> **Dati da elaborare**
☆ ☆ ☆ ☆
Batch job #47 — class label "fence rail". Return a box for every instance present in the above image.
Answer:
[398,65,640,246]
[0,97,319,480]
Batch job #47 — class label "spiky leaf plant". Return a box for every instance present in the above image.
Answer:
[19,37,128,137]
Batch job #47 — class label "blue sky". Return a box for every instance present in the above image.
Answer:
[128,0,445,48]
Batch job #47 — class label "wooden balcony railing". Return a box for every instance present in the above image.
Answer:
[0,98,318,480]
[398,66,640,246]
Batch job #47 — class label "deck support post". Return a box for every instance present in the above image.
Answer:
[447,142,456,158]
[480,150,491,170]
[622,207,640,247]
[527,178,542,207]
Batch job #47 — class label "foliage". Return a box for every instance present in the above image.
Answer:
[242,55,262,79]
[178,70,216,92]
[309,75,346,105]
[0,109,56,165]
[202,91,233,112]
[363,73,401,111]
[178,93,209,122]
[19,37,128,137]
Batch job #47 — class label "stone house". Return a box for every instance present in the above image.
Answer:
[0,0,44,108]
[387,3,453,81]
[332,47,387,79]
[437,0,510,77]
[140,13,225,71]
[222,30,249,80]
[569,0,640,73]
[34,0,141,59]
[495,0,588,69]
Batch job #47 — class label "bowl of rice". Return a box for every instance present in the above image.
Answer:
☆ ☆ ☆ ☆
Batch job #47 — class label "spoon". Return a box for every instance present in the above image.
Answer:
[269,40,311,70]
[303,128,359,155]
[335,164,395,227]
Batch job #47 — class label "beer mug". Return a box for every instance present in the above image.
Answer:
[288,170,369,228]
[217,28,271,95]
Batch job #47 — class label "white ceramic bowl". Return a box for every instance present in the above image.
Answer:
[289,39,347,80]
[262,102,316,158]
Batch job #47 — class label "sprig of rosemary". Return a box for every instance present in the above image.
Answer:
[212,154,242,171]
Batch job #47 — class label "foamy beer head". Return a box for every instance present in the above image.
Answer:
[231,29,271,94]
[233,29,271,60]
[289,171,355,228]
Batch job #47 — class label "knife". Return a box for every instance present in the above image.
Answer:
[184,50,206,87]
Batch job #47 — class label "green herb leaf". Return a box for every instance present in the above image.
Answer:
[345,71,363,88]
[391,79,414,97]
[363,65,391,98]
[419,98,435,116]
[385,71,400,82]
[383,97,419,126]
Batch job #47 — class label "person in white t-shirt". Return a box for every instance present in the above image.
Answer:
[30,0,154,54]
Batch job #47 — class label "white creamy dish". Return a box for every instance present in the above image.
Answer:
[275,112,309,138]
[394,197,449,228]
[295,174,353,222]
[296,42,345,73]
☆ ☆ ☆ ☆
> **Cosa serve**
Filtra i dati qui sopra e riporta tutte le righe che contengono la parola "white".

> **Risposta al problema**
Batch job #47 — class label "white ceramic bowl". Return a box for every instance present in the above image.
Batch job #47 — class label "person in white t-shirt". Return a box for every instance present in the above image.
Batch job #47 — class label "white creamy dish". Return a box for every instance present in the above image.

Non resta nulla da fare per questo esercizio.